- _The data_:
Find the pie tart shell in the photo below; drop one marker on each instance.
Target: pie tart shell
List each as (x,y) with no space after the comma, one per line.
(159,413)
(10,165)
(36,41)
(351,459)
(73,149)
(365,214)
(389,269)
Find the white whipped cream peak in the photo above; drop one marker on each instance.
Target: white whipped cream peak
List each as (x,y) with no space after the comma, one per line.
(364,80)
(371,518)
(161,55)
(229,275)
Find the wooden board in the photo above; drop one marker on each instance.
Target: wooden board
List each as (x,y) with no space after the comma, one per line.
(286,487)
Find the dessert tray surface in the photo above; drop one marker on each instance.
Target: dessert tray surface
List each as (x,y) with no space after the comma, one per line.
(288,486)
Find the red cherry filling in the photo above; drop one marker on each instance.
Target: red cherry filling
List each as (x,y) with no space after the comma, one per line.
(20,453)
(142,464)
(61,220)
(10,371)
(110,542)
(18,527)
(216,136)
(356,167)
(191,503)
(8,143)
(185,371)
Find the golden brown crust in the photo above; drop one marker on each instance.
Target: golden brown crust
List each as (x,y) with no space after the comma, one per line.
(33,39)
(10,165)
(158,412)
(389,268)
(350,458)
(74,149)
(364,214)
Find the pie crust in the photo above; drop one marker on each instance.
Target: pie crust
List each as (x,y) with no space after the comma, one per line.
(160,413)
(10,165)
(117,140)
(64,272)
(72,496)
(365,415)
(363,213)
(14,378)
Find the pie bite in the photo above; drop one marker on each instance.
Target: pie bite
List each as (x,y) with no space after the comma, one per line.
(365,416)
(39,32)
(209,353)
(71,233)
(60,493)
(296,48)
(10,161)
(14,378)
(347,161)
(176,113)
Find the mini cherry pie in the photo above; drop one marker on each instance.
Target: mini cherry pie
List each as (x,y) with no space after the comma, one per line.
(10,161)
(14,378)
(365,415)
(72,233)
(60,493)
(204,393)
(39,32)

- _What is expected_: Reproduce each line verbatim.

- _Exercise solution_:
Find the pie tart shell in the photo below; drop one marker on each instance.
Target: pie tart shell
List each as (x,y) with no space after the comma, one per line.
(159,413)
(10,165)
(36,41)
(351,459)
(73,149)
(365,214)
(389,269)
Find the white whipped cream peak in the photo above; drop one marker on each instance.
Target: white whipped cream peak
List each as (x,y) with no space after the comma, one per line.
(364,80)
(371,518)
(161,55)
(229,275)
Find the wooden board in the photo above; drop one marker on each instance.
Target: wooden board
List each as (x,y) with no space after the comma, one per line.
(286,487)
Find the dessert tray surface in the photo above; drop one marker on each instance.
Target: dessert tray surface
List each as (x,y) with no space after the comma, one per line.
(288,486)
Find the red cherry filling in the photo above; drop one marker on each instance.
Target: red cherry filling
List each as (x,y) with no space after the comma, one per line.
(20,453)
(142,464)
(61,220)
(10,371)
(110,542)
(18,527)
(216,136)
(356,167)
(191,503)
(8,143)
(185,371)
Find the golden brown crust in the photo above; drop one marker on each instance.
Target: golden brown crust
List each as (x,y) with no space after the comma, one per line.
(33,39)
(10,165)
(158,412)
(389,268)
(350,458)
(74,149)
(364,214)
Find the pie crust in the photo above; drop one marker on each instance.
Target: pie crust
List each as (x,y) with no space after the comma, one per line.
(160,413)
(10,165)
(117,140)
(64,272)
(72,496)
(365,415)
(363,213)
(14,378)
Find the pie bite in the photo above; drop one marker on each instance.
Target: pie bite
List each as (x,y) with no space after the comma, one per line.
(365,416)
(39,32)
(209,353)
(71,233)
(60,493)
(296,48)
(10,161)
(14,378)
(347,161)
(176,113)
Find the mini cherry pie in the photo above; drop one marker on each instance.
Target: mini cherry pie
List each as (x,y) with no space after the comma, one per line.
(10,161)
(14,378)
(365,415)
(72,233)
(60,493)
(204,393)
(39,32)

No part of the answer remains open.